* **Items listed in a dataset**:

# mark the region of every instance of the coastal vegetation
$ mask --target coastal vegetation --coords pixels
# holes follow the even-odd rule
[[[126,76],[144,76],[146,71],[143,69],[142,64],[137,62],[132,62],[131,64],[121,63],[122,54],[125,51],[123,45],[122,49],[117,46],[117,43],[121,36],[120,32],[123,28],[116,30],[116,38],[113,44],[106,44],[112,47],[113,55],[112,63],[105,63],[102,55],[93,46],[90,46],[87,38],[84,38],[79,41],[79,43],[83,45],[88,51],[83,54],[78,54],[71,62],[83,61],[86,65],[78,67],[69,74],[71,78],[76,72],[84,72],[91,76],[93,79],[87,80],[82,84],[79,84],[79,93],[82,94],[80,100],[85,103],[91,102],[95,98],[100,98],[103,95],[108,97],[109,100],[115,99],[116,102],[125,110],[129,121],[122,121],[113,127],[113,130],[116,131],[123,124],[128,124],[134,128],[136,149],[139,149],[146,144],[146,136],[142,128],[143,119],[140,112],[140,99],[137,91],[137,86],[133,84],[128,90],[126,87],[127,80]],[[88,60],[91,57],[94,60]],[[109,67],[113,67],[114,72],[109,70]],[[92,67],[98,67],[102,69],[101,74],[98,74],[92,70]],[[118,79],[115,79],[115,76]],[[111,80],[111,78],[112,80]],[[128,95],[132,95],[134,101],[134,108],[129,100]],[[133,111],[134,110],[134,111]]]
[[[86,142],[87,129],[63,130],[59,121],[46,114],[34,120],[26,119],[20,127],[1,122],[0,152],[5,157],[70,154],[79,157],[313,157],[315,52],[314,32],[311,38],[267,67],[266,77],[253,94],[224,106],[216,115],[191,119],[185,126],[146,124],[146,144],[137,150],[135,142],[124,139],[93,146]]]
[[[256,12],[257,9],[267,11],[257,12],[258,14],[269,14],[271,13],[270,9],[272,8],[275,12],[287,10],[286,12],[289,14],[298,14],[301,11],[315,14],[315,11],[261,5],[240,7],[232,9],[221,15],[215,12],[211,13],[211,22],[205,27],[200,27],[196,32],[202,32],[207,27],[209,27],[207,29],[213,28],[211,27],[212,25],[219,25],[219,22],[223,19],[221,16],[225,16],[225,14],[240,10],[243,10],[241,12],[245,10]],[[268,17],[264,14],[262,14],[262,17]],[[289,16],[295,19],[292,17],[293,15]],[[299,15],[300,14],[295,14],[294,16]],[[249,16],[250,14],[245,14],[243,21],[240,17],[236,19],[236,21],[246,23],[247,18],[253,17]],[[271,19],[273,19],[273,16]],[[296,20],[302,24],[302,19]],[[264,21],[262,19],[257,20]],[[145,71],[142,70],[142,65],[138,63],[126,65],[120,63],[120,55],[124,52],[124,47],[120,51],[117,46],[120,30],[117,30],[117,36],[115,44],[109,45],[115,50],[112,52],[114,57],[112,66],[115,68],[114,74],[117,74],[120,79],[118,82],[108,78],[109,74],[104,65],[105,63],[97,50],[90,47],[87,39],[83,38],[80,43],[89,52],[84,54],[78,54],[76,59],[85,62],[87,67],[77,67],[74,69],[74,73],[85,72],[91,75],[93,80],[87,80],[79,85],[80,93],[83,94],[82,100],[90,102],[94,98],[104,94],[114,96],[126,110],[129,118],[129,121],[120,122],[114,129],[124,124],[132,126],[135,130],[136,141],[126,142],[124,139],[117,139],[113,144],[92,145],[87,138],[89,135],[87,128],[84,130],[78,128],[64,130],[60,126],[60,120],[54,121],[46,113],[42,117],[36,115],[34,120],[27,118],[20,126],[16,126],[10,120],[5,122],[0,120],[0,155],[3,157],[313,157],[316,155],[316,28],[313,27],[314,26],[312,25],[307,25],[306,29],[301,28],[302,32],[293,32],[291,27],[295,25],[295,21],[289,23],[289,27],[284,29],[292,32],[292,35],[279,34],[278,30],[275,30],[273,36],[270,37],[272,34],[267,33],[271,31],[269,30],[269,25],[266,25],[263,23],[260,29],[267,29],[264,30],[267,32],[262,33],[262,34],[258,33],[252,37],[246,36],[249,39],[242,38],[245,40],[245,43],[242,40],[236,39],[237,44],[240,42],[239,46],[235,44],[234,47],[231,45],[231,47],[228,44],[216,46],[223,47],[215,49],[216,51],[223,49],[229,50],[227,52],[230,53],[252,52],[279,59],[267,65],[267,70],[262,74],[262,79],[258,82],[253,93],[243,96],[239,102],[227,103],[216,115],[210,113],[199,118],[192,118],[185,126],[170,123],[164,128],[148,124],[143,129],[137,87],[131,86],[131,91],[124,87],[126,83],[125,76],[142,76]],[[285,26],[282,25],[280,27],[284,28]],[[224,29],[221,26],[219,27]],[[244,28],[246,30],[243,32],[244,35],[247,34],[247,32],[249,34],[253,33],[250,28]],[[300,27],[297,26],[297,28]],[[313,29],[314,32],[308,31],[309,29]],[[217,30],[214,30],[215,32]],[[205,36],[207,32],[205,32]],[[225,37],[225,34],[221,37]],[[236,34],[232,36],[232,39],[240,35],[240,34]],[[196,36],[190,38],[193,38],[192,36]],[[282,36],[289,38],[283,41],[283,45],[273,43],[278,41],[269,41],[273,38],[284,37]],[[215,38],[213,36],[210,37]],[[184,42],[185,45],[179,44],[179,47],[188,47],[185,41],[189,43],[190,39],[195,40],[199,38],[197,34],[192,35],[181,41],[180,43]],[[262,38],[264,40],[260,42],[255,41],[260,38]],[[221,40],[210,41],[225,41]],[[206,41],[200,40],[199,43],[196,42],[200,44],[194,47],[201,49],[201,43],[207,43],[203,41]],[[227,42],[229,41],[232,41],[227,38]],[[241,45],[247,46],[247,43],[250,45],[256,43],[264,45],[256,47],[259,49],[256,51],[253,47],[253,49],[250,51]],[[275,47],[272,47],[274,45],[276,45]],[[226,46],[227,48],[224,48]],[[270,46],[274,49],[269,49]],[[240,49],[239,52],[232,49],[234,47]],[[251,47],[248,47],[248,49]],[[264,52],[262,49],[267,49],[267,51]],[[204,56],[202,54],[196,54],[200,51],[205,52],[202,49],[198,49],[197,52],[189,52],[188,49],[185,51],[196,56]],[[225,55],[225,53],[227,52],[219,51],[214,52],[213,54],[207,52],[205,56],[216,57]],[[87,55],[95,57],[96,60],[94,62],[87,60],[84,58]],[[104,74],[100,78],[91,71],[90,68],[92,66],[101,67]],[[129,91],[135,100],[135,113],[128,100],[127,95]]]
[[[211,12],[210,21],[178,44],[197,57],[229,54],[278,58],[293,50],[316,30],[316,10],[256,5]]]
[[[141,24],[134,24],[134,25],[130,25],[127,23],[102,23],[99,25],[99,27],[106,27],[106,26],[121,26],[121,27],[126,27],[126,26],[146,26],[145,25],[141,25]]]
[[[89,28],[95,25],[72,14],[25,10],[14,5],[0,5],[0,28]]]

* **EXERCISE AIM**: Rewrite the stretch from the start of the items through the line containing "# holes follow the even-odd rule", changing "pixels" to "normalized" and leaving everything else unchanged.

* **TASK ANSWER**:
# mark the region of every instance of the coastal vegetation
$ mask --target coastal vegetation --coords normalized
# holes follow the even-odd rule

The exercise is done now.